WORK TO COMPLETE →
- 1) In the passage on the seized vehicle, how long was the period between the date of seizure and the date of judgment?
- 2) In one to three sentences, explain why the passage on the seized vehicle says counsel's argument does not justify the award based on three months.
- 3) Pick up the passage on the seized vehicle award after its last sentence and continue it.

======== SUPPLIED TEXT

It is not, in my view, an adequate justification for the award on the basis of a three-month period to argue, as counsel for the respondent did, that the vehicle was not available to the respondent for the two years and three-month period between the date of seizure and the date of judgment, and that the appellant should in effect be grateful that only three months were allowed. For the three-month period chosen requires to be justified. And it is evident that the respondent could have had his vehicle back before then if he had taken steps to mitigate his losses instead of electing by his action in conversion to claim the value of the vehicle.

================
======== DATA EXCERPTS

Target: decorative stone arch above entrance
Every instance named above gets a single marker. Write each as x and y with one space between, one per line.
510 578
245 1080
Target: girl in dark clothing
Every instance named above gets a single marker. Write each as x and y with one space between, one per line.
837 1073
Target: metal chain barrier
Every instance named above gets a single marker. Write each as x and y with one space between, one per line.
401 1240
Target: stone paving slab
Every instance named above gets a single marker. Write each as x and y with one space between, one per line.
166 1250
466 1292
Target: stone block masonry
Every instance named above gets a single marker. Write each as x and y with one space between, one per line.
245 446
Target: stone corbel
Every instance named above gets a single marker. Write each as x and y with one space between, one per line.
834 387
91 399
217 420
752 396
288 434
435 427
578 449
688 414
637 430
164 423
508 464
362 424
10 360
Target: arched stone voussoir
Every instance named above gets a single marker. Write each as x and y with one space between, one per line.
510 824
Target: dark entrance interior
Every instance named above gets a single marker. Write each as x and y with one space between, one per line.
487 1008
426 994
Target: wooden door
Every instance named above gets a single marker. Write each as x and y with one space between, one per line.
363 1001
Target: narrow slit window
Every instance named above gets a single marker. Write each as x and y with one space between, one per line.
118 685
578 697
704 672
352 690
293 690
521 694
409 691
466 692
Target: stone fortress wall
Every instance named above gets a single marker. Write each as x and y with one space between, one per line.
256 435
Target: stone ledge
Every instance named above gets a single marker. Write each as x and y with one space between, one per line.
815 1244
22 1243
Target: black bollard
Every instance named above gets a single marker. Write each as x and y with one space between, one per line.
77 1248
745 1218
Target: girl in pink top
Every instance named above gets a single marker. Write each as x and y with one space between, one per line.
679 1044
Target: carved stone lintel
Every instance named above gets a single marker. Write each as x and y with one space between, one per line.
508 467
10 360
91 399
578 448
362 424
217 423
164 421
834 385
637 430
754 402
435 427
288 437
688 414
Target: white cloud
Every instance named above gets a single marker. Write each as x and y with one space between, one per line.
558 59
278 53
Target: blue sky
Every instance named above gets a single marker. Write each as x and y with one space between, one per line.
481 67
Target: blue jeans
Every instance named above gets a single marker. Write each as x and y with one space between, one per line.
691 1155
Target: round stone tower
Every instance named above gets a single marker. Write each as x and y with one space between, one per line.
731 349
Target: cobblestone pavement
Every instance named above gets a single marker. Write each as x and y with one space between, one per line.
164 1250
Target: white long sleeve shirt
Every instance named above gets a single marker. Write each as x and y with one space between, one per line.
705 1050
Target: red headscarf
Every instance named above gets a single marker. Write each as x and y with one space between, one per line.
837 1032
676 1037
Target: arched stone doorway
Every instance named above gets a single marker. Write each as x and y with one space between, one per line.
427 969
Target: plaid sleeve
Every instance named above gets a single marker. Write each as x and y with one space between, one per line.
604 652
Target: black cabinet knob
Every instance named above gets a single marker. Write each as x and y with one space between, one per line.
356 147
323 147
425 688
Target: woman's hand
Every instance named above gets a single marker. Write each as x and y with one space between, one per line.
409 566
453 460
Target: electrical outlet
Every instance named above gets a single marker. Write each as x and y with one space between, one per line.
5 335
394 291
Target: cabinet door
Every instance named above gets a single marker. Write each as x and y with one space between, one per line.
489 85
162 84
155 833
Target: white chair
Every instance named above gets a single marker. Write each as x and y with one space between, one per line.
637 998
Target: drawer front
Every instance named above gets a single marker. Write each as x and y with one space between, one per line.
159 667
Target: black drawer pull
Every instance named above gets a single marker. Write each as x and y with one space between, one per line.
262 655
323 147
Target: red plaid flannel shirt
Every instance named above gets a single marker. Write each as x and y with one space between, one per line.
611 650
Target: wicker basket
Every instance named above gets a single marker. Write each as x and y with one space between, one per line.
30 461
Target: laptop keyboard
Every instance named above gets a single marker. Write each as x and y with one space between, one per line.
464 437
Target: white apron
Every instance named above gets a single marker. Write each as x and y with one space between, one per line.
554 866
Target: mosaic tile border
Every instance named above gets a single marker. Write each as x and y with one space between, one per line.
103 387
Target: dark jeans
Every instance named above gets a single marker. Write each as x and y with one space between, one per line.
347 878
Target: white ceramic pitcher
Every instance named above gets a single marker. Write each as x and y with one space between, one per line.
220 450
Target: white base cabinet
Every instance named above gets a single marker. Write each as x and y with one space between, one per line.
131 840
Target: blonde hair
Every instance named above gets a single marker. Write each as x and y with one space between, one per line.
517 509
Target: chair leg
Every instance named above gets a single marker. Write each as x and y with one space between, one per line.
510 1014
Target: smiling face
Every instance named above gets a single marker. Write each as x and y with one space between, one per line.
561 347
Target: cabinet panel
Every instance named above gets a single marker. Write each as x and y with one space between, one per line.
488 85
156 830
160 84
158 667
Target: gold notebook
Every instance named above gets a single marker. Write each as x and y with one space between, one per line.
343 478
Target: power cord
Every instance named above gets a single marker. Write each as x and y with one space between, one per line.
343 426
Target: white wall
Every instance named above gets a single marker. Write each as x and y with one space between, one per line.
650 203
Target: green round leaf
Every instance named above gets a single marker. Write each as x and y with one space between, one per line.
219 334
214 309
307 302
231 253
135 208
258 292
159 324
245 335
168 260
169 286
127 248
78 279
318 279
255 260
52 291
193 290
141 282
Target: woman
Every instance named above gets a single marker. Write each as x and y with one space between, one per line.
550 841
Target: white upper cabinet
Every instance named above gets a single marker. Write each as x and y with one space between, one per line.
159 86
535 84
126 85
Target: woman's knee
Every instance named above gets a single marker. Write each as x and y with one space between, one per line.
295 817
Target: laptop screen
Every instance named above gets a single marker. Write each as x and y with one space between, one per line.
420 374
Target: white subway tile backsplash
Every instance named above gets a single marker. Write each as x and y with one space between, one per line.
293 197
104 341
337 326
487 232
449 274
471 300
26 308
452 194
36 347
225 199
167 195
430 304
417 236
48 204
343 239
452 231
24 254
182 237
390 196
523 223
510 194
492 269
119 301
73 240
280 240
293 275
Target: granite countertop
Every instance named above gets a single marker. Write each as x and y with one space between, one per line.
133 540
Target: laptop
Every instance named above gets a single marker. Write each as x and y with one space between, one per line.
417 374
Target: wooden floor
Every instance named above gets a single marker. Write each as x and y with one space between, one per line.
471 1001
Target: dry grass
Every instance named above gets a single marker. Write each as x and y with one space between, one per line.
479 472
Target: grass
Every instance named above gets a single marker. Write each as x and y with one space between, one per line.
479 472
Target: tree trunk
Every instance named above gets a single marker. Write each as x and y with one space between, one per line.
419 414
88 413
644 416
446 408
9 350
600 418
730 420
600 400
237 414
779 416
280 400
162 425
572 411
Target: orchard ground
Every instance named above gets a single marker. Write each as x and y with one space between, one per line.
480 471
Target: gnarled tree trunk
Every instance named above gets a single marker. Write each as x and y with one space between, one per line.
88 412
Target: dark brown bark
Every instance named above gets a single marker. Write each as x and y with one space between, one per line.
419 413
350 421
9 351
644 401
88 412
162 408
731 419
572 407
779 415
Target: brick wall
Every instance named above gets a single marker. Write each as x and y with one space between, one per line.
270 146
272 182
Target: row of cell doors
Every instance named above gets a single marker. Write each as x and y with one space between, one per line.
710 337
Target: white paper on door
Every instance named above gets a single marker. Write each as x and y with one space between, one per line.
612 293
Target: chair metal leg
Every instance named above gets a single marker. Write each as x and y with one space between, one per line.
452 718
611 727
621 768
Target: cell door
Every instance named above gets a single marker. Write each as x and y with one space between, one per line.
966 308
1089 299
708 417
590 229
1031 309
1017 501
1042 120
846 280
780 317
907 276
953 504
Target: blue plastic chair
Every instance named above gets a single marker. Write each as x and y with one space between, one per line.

================

ANSWERS PROVIDED →
- 1) Two years and three months.

- 2) The three-month period chosen must itself be justified. The respondent also could have had the vehicle back sooner if he had mitigated his losses rather than suing in conversion for its value.

- 3)
[p.43] of [1972] 2 GLR 39 The point is that, as Professor Street puts it (summarising the principle in Sachs v. Miklos [1948] 1 All E.R. 67, C.A. at p. 55 of his book on The Law of Torts (4th ed.)), “Once a claim for conversion has accrued to the plaintiff it is not open to him to delay the issue of his writ and thereby base his action on a subsequent demand and refusal — the duty to mitigate damages operates.” Still adopting the language of Professor Street (at p. 57 of his book), “The effect as between the parties to a judgment for damages in conversion is to transfer the title in the goods to the defendant (Ellis v. Stenning (John) & Son [1932] 2 Ch. 81). It follows that the court will not award
damages for loss of use as well as the value of the chattel where the effect would be doubly to compensate the plaintiff: the capacity for profitable use is part of the value of the chattel. Thus where the defendant converted certain manufacturing plant of the plaintiff, he was liable for the value of the plant when converted but not for loss of use between that date and trial.” See Re Simms; Ex parte Trustees [1934] Ch. 7.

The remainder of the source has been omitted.